◆ WORK ITEM: Restate, word for word, each entry that follows, but skip its pictures.

Natural language region descriptions
■ ■ ■ ■ ■

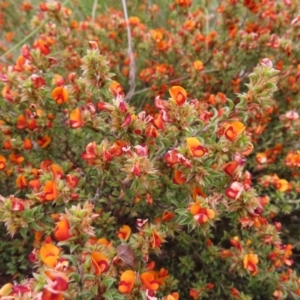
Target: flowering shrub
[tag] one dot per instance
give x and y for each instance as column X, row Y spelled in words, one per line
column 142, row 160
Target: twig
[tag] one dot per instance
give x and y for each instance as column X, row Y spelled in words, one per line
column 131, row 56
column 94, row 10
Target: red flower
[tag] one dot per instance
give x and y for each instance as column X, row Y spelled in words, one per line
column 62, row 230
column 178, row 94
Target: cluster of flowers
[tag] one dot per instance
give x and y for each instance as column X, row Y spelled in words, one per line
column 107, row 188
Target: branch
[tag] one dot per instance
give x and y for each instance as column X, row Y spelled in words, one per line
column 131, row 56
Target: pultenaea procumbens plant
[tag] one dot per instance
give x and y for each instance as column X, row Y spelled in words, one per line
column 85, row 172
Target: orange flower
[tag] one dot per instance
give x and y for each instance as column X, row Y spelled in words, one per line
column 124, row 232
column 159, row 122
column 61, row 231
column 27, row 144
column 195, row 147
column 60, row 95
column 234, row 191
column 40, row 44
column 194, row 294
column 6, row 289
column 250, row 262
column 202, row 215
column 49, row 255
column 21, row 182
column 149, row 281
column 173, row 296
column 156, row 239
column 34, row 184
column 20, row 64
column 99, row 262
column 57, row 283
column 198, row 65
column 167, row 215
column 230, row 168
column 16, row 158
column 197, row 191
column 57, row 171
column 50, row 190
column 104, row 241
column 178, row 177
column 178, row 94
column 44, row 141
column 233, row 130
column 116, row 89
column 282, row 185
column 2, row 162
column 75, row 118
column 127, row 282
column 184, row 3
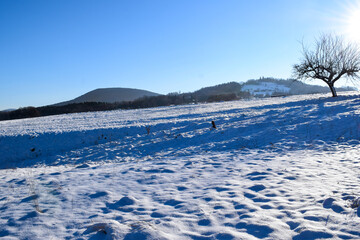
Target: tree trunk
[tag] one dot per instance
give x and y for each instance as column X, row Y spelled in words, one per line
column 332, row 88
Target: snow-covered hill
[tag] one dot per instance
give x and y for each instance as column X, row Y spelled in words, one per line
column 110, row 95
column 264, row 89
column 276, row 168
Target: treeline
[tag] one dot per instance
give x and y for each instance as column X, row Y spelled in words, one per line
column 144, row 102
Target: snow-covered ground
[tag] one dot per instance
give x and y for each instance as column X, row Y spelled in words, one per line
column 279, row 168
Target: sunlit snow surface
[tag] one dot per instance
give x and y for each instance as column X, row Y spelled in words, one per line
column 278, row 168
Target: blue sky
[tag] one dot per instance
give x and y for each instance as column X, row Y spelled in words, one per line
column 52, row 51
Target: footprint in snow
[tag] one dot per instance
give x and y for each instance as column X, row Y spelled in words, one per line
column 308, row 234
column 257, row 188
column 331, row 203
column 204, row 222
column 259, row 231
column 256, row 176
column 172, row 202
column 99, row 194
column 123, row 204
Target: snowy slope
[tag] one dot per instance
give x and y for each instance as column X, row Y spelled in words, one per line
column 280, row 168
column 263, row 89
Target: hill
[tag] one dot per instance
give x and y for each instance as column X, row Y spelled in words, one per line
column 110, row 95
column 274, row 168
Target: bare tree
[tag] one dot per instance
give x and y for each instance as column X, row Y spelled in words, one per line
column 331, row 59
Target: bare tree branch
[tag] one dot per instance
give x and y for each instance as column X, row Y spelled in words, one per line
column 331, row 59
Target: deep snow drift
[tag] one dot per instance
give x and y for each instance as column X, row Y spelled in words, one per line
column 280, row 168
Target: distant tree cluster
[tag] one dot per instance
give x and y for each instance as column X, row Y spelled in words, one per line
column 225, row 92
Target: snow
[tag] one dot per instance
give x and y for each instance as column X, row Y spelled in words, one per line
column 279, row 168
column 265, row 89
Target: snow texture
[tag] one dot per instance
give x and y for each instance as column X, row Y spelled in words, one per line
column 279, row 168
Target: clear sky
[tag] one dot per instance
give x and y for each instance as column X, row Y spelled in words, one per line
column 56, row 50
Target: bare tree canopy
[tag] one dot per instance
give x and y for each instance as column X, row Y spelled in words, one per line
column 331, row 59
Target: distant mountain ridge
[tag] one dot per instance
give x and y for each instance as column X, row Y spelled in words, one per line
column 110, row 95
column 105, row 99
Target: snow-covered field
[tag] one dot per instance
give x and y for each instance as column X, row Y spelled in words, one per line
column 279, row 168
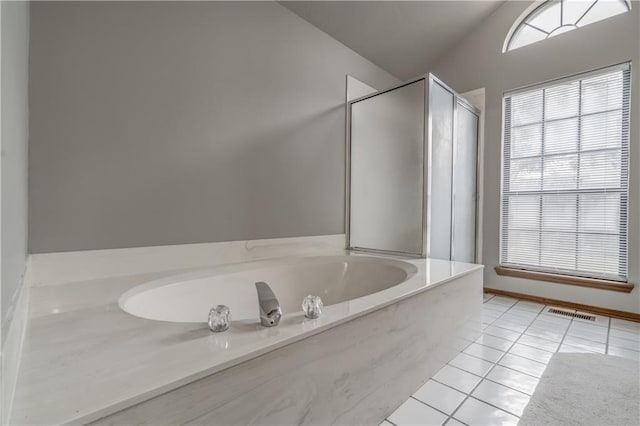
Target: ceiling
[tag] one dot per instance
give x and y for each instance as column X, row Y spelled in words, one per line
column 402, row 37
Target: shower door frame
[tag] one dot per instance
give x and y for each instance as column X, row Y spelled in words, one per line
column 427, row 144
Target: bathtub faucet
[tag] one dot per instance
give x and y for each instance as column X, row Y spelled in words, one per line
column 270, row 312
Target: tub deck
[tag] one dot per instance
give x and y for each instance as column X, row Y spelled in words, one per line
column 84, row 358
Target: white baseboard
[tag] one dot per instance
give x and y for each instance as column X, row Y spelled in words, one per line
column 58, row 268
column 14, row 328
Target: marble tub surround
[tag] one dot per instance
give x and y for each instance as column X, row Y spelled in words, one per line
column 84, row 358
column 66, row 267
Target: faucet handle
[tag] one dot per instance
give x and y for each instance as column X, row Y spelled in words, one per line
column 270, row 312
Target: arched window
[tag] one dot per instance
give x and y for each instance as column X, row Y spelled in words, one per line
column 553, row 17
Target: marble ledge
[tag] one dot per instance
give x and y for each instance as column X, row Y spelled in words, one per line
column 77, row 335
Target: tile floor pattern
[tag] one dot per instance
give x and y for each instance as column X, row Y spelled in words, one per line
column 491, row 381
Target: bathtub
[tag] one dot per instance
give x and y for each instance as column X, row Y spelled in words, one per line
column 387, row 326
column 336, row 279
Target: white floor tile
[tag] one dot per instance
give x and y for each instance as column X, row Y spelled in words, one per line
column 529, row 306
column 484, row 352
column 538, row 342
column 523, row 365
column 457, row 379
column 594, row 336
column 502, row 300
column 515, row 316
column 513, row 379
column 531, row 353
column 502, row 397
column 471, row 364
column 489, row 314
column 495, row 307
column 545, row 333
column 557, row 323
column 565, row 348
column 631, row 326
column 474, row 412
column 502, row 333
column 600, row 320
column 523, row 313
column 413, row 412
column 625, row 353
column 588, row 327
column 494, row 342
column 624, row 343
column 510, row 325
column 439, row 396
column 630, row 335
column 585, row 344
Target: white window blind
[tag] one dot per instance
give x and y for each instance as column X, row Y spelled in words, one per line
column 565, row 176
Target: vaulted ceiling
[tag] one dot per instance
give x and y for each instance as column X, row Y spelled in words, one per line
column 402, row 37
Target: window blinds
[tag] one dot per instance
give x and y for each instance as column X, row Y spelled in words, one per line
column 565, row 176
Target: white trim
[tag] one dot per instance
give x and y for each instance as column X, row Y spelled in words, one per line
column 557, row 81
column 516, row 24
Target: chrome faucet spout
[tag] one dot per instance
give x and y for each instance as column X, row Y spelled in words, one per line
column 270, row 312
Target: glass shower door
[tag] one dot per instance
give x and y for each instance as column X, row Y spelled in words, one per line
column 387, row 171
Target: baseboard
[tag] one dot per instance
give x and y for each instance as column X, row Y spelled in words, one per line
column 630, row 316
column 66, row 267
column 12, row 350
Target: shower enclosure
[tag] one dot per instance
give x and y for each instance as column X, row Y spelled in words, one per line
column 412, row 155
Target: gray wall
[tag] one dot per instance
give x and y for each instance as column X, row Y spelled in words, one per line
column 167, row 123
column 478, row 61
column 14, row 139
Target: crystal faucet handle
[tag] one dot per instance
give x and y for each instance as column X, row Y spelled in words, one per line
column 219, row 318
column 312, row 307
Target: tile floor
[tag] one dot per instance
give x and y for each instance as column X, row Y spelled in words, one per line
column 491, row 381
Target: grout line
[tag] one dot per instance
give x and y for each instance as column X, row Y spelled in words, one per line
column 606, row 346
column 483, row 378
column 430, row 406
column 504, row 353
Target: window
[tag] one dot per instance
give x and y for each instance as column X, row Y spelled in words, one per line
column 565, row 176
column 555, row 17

■ ■ ■ ■ ■

◆ THE ANSWER:
Target: flowering shrub
[tag] one dot per instance
give x and y for each instance as column X, row Y spelled in words, one per line
column 142, row 160
Target: twig
[tag] one dot per instance
give x and y for each instance as column X, row Y spelled in words, one per line
column 131, row 56
column 94, row 10
Target: red flower
[tag] one dot per instance
give x and y for each instance as column X, row Y spelled in words, one per line
column 62, row 230
column 178, row 94
Target: cluster of flowers
[tag] one dot per instance
give x and y for each instance as column X, row Y spelled in words, one per line
column 107, row 188
Target: branch
[tag] one dot per instance
give x and y for each instance as column X, row Y spelled in words, one per line
column 131, row 56
Target: pultenaea procumbens plant
[tag] one dot per instance
give x and y for each instance as column X, row Y spelled in words, one per line
column 85, row 172
Target: orange flower
[tag] one dot per instance
give x and y for each instance as column X, row Y spelled in words, one per line
column 124, row 232
column 159, row 122
column 61, row 231
column 27, row 144
column 195, row 147
column 60, row 95
column 234, row 191
column 40, row 44
column 194, row 294
column 6, row 289
column 250, row 262
column 202, row 215
column 49, row 255
column 21, row 182
column 149, row 281
column 173, row 296
column 156, row 239
column 34, row 184
column 20, row 64
column 99, row 262
column 57, row 283
column 198, row 65
column 167, row 215
column 230, row 168
column 16, row 158
column 197, row 191
column 57, row 171
column 50, row 190
column 104, row 241
column 178, row 177
column 178, row 94
column 44, row 141
column 233, row 130
column 116, row 89
column 282, row 185
column 2, row 162
column 75, row 118
column 127, row 282
column 184, row 3
Target: tree trunk
[tag] one dot per instance
give x and y for each instance as column X, row Y spelled in words, one per line
column 332, row 88
Target: snow-covered hill
[tag] one dot per instance
give x and y for each instance as column X, row Y spelled in words, one per line
column 110, row 95
column 264, row 89
column 276, row 168
Target: treeline
[tag] one dot per instance
give x and y for each instance as column X, row Y spelled in words, one per line
column 144, row 102
Target: snow-covered ground
[tag] one dot per instance
give x and y for each instance as column X, row Y spelled in words, one per line
column 279, row 168
Target: sunlit snow surface
[tag] one dot per instance
give x and y for each instance as column X, row Y spelled in words, one per line
column 278, row 168
Target: blue sky
[tag] one dot per instance
give x and y for each instance as column X, row Y spelled in words, one per line
column 52, row 51
Target: footprint in snow
[tag] one dot per instance
give x and y for each instance as column X, row Y spelled in words, one per line
column 308, row 234
column 257, row 188
column 331, row 203
column 204, row 222
column 259, row 231
column 256, row 176
column 172, row 202
column 99, row 194
column 123, row 204
Target: snowy slope
[tag] one dot per instance
give x and y for each instance as column X, row Y spelled in words, one per line
column 280, row 168
column 263, row 89
Target: hill
[tag] one dot per instance
give x and y for each instance as column X, row Y spelled in words, one per line
column 110, row 95
column 274, row 168
Target: bare tree
[tag] one dot per instance
give x and y for each instance as column X, row Y spelled in words, one per line
column 331, row 59
Target: bare tree branch
[tag] one dot per instance
give x and y for each instance as column X, row Y spelled in words, one per line
column 331, row 59
Target: deep snow drift
[tag] one dot per instance
give x and y for each instance as column X, row Y spelled in words, one per line
column 280, row 168
Target: distant tree cluster
[tag] one dot per instance
give x and y for each instance as column X, row Y spelled in words, one per line
column 225, row 92
Target: snow
[tag] one dot per instance
give x and y for each instance as column X, row Y spelled in words, one per line
column 279, row 168
column 265, row 89
Target: snow texture
[tag] one dot per instance
give x and y for each instance as column X, row Y spelled in words, one per line
column 279, row 168
Target: clear sky
[tag] one dot per instance
give x and y for each instance as column X, row Y spelled in words, one per line
column 56, row 50
Target: bare tree canopy
[tag] one dot per instance
give x and y for each instance as column X, row Y spelled in words, one per line
column 331, row 59
Target: distant mountain ridge
[tag] one dot per instance
give x and y for each instance as column X, row Y spelled in words, one per line
column 110, row 95
column 105, row 99
Target: snow-covered field
[tag] one dot per instance
give x and y for each instance as column X, row Y spelled in words, one per line
column 279, row 168
Target: ceiling
[tag] one dot per instance
give x and y for each instance as column X, row Y spelled in words, one per line
column 402, row 37
Target: shower door frame
[tag] one dot per instance
give x and y for each instance as column X, row Y spelled in words, one per line
column 427, row 144
Target: bathtub faucet
[tag] one dot per instance
give x and y for each instance as column X, row Y spelled in words, one per line
column 270, row 312
Target: tub deck
[tag] one dot per instance
give x and y for each instance as column X, row Y spelled in words, one per line
column 84, row 358
Target: white baseboard
[tag] one dot per instance
give x and y for each instance as column X, row Y spelled in words, one per line
column 58, row 268
column 14, row 328
Target: marble tub surround
[tag] one dot per instance
give x and y for each instance as column X, row Y spelled in words, one per line
column 84, row 358
column 66, row 267
Target: faucet handle
[tag] one dot per instance
give x and y for each instance as column X, row Y spelled in words, one per line
column 270, row 312
Target: arched window
[tag] one dot per instance
give x and y for each instance as column X, row Y spelled in words, one per line
column 553, row 17
Target: marble ledge
[tag] one dot per instance
give x and y for each instance as column X, row Y spelled in words, one per line
column 77, row 335
Target: tile floor pattern
[tag] one dot per instance
give x and y for each instance as column X, row Y spelled in words, one per line
column 491, row 381
Target: bathtub
[tag] one dot per instance
give x and y for each instance as column X, row Y spelled in words, one per line
column 387, row 326
column 336, row 279
Target: white floor tile
[tag] one dot per instance
give x and y for each instance as column X, row Y spelled in words, one per line
column 529, row 306
column 484, row 352
column 538, row 342
column 523, row 365
column 457, row 379
column 594, row 336
column 502, row 300
column 515, row 316
column 513, row 379
column 531, row 353
column 502, row 397
column 471, row 364
column 489, row 314
column 495, row 307
column 545, row 333
column 557, row 323
column 565, row 348
column 631, row 326
column 474, row 412
column 502, row 333
column 600, row 320
column 523, row 313
column 413, row 412
column 625, row 353
column 588, row 327
column 494, row 342
column 624, row 343
column 510, row 325
column 439, row 396
column 630, row 335
column 585, row 344
Target: white window blind
[tag] one dot per instance
give x and y for each instance as column X, row Y spelled in words, one per line
column 565, row 176
Target: vaulted ceiling
[tag] one dot per instance
give x and y for each instance as column X, row Y spelled in words, one per line
column 402, row 37
Target: window blinds
[tag] one dot per instance
give x and y for each instance as column X, row Y spelled in words, one per line
column 565, row 176
Target: white trim
[tag] one dot per instance
give x and y for each instance as column X, row Y spelled in words, one per line
column 557, row 81
column 516, row 24
Target: chrome faucet spout
[tag] one dot per instance
give x and y for each instance as column X, row Y spelled in words, one per line
column 270, row 312
Target: glass shower door
[tag] one dot per instance
give x and y for each instance as column X, row Y spelled in words, one per line
column 387, row 171
Target: baseboard
[tag] one dot per instance
give x and y for each instance as column X, row Y spelled in words, one per line
column 630, row 316
column 66, row 267
column 12, row 350
Target: shower enclosure
[tag] one dot per instance
give x and y for each instance as column X, row Y spelled in words, one per line
column 412, row 155
Target: gray wall
[tag] one dot per instance
give x and y for each instance as column X, row Y spelled in words, one per line
column 167, row 123
column 478, row 61
column 14, row 139
Target: crystal faucet handle
[tag] one dot per instance
give x and y for each instance as column X, row Y spelled in words, one per line
column 219, row 318
column 312, row 307
Target: tile floor
[tag] one dot per instance
give x and y for each instance as column X, row Y spelled in words, one per line
column 491, row 381
Target: grout line
[tag] one dot per instance
give x and y for each instance as column X, row Y spelled in words, one per line
column 606, row 346
column 483, row 378
column 430, row 406
column 504, row 353
Target: window
[tag] one dot per instance
give x and y for each instance as column X, row Y spelled in words, one per line
column 565, row 176
column 555, row 17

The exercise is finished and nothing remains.